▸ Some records
»»

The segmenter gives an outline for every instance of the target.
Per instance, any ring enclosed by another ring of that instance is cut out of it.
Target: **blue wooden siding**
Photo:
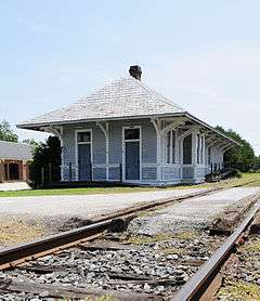
[[[108,146],[109,146],[109,165],[118,167],[108,168],[109,180],[120,180],[119,165],[122,162],[122,127],[141,126],[142,127],[142,162],[156,162],[156,133],[150,119],[145,120],[125,120],[109,121]],[[68,166],[73,166],[73,180],[76,180],[76,150],[75,150],[75,131],[82,129],[92,129],[92,156],[93,156],[93,179],[105,180],[105,168],[95,165],[106,163],[105,154],[105,135],[95,122],[80,123],[64,127],[64,180],[69,180]],[[147,173],[148,172],[148,173]],[[156,180],[156,168],[142,172],[144,180]]]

««

▸ WHAT YOU SHOULD DO
Without the pictures, restate all the entries above exactly.

▸ EXPECTED ANSWER
The segmenter gives an outline for every instance of the target.
Per instance, any ring enclosed by another ring of that instance is cut out of it.
Target: **blue wooden siding**
Photo:
[[[108,146],[109,146],[109,165],[118,167],[108,168],[109,180],[120,180],[119,165],[122,162],[122,127],[141,126],[142,127],[142,162],[156,162],[156,133],[150,119],[145,120],[125,120],[109,121]],[[68,166],[73,166],[73,180],[76,180],[76,150],[75,150],[75,131],[82,129],[92,129],[92,156],[93,156],[93,179],[105,180],[105,168],[95,165],[106,163],[105,154],[105,135],[95,122],[80,123],[64,127],[64,180],[69,180]],[[147,173],[148,172],[148,173]],[[156,180],[156,168],[142,172],[144,180]]]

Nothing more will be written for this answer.